TASK TO COMPLETE: Look over the lines below. Report each one that includes the string "person".

AVAILABLE DATA:
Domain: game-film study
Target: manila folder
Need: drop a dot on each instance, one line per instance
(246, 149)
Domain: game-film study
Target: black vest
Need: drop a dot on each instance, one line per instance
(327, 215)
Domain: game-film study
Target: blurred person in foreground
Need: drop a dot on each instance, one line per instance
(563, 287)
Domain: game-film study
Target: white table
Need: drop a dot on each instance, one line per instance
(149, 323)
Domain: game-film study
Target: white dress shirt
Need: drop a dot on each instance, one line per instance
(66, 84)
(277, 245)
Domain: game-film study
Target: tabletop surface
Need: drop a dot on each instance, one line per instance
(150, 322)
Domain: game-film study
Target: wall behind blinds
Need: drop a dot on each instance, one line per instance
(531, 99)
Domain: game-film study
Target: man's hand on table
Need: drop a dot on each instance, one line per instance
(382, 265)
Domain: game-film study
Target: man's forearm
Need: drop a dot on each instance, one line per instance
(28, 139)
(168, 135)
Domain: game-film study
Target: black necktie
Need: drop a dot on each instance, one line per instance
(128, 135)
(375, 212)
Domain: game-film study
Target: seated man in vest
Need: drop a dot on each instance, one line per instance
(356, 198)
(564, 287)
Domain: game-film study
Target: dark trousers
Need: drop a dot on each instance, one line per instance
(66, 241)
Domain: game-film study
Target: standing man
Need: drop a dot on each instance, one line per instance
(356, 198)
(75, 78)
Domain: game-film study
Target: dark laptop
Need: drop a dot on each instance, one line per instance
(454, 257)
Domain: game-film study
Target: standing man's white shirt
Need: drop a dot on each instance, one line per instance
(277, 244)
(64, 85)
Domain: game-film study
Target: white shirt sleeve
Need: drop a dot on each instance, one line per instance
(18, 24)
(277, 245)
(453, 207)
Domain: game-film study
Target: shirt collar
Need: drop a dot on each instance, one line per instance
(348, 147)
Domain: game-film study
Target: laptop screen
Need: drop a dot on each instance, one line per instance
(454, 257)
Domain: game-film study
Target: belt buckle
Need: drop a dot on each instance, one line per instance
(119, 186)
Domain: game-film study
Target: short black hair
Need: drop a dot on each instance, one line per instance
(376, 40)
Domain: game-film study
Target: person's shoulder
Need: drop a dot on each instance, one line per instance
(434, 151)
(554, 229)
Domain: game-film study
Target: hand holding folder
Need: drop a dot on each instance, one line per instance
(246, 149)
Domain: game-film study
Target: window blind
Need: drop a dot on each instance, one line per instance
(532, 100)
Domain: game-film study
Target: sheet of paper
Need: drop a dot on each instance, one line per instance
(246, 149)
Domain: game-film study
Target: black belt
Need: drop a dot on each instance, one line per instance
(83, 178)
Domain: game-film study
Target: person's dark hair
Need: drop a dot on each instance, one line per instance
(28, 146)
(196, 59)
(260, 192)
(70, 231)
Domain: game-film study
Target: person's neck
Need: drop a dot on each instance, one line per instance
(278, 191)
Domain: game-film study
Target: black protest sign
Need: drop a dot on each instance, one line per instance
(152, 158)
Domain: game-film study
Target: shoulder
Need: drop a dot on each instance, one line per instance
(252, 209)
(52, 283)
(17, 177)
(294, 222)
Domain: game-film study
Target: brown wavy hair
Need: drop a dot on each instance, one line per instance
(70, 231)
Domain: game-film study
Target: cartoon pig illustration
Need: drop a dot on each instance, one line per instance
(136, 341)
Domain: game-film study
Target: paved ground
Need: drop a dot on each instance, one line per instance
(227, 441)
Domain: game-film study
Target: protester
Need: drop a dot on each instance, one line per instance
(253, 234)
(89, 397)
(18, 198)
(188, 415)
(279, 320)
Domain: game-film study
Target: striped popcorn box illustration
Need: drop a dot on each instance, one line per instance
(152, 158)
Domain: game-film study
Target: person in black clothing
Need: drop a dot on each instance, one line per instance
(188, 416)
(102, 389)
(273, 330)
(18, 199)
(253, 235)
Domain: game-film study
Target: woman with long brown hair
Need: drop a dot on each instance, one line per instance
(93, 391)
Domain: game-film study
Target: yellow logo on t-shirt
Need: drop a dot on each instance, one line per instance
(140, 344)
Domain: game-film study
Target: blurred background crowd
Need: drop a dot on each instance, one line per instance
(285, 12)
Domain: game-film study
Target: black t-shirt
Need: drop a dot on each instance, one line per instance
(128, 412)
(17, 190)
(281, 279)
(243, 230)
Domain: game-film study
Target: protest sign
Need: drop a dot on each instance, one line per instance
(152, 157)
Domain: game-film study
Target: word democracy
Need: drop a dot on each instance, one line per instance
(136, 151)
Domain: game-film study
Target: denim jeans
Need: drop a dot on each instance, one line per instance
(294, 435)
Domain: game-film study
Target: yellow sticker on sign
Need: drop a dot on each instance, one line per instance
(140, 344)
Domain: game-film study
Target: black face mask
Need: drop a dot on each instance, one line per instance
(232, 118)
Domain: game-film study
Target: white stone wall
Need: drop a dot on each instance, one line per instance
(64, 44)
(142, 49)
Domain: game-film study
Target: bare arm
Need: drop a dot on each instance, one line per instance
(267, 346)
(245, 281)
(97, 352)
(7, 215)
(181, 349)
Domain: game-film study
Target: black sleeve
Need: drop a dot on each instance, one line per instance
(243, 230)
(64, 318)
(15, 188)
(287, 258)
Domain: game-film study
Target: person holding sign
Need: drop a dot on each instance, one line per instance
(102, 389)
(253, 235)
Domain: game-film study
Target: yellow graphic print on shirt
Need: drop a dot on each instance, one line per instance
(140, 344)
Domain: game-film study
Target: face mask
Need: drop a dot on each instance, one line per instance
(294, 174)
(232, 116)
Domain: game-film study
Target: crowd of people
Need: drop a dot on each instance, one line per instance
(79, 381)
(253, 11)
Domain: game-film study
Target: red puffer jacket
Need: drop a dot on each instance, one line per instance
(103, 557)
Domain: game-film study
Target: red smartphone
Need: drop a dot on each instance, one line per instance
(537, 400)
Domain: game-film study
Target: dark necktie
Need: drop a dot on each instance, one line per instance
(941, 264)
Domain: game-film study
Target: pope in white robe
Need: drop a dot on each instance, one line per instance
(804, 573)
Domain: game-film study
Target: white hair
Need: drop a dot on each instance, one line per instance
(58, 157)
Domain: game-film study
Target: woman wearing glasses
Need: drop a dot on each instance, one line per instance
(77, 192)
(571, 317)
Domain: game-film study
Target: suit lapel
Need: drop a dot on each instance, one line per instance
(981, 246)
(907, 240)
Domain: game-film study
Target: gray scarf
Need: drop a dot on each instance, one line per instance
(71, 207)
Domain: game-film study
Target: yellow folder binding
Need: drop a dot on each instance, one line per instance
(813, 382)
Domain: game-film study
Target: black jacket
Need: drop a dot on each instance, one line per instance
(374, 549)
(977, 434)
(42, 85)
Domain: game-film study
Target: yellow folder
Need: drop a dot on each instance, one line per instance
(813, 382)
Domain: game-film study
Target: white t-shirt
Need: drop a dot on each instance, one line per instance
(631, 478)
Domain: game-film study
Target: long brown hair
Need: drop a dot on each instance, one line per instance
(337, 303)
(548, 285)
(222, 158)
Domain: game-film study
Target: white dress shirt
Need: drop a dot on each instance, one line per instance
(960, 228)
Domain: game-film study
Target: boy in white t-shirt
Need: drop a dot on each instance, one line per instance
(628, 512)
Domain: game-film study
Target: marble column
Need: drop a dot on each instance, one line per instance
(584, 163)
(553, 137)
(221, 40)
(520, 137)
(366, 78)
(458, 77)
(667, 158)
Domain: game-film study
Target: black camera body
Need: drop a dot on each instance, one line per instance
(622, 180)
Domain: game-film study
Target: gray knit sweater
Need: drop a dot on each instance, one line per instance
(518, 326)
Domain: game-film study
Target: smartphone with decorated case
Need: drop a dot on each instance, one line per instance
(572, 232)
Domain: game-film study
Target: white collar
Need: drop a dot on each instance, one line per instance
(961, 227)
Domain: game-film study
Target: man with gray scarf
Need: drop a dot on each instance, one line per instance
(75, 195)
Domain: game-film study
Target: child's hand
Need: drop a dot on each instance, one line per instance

REPLY:
Target: blurred person in foreground
Target: person's shoulder
Target: person's dark hair
Target: person's neck
Target: person in black clothing
Target: person holding sign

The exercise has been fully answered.